PAGE EXTRACT:
Professor of Art | Printmaking
MFA, University of Florida
BFA, Arizona State University
As a printmaker and photographer, Valerie Dibble has served the School of Art and Design since 1996. She has a background in printmaking, papermaking, and photography and was trained at Arizona State University and the University of Florida.
Under Valerie's supervision the printmaking area strives to stay current with the
most contemporary non-toxic techniques. In the Fall of 2020, we moved into a new studio
space that is approximately 7900 square feet and has dedicated spaces for etching,
lithography, silkscreen, letterpress, bookarts and papermaking. We have a separate
beater room to house our Hollander beater. With the addition of this new space, we
are able to showcase our extensive collection of restored, historic presses and printmaking
ephemera. Two of our most prominent presses are a Columbian Iron hand Press from 1888
and a Reliance Iron hand press from 1880 – both of which are fully restored. We also
have two new Takach presses that are approximately 4x8'.

DATA RECORDS:
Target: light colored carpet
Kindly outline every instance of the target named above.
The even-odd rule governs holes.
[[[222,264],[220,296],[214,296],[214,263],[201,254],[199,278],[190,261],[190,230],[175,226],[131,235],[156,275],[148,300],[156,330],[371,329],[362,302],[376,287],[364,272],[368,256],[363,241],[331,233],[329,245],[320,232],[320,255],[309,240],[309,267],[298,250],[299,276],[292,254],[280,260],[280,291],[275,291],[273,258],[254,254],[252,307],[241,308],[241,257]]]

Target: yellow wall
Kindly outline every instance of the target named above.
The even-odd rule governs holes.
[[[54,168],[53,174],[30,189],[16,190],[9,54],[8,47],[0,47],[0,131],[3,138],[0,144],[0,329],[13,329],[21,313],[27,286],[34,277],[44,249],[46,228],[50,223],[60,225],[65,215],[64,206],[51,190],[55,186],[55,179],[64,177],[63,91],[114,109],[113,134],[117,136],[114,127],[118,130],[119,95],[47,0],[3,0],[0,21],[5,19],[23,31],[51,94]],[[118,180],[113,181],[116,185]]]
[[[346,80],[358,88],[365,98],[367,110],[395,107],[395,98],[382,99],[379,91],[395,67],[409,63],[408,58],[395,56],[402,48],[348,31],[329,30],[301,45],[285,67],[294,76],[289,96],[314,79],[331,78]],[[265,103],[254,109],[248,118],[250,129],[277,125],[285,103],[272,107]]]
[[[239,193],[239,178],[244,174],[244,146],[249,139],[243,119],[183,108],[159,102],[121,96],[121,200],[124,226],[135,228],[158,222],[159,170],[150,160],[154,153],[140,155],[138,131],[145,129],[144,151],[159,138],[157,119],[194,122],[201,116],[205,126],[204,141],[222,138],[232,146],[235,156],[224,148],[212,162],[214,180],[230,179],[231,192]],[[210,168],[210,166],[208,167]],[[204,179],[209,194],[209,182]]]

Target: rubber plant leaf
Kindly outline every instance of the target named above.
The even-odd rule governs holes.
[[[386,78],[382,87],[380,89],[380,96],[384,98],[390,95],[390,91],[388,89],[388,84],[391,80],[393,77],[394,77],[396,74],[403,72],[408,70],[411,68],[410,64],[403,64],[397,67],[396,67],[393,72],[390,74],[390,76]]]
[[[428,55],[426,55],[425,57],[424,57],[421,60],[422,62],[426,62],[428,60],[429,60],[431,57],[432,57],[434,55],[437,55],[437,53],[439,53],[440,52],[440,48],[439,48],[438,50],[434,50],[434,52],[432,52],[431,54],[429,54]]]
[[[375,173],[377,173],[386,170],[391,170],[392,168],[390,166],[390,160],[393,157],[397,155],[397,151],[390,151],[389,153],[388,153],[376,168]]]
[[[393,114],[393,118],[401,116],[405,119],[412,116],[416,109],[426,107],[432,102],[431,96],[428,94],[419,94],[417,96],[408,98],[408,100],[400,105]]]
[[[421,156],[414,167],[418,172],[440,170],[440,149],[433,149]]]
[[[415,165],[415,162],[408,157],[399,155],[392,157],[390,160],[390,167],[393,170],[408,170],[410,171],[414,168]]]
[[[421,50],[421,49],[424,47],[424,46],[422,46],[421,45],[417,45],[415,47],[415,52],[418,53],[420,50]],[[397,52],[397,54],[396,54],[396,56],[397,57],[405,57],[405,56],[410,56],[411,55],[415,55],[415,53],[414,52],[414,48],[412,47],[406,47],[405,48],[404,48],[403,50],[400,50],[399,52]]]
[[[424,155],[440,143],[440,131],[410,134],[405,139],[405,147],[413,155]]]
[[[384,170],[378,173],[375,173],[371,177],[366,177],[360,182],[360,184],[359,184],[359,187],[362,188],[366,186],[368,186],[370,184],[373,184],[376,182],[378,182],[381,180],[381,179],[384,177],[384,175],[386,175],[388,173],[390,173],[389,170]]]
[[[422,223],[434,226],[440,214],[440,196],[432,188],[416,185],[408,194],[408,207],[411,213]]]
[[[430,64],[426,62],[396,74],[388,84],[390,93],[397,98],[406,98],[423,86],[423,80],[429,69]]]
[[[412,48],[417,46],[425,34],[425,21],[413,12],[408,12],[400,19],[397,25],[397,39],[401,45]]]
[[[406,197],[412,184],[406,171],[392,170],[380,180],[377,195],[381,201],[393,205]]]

ASSIGNED TASK:
Quote the full printmaking faculty profile above word for word.

RESULT:
Professor of Art | Printmaking
MFA, University of Florida
BFA, Arizona State University
As a printmaker and photographer, Valerie Dibble has served the School of Art and Design since 1996. She has a background in printmaking, papermaking, and photography and was trained at Arizona State University and the University of Florida.
Under Valerie's supervision the printmaking area strives to stay current with the
most contemporary non-toxic techniques. In the Fall of 2020, we moved into a new studio
space that is approximately 7900 square feet and has dedicated spaces for etching,
lithography, silkscreen, letterpress, bookarts and papermaking. We have a separate
beater room to house our Hollander beater. With the addition of this new space, we
are able to showcase our extensive collection of restored, historic presses and printmaking
ephemera. Two of our most prominent presses are a Columbian Iron hand Press from 1888
and a Reliance Iron hand press from 1880 – both of which are fully restored. We also
have two new Takach presses that are approximately 4x8'.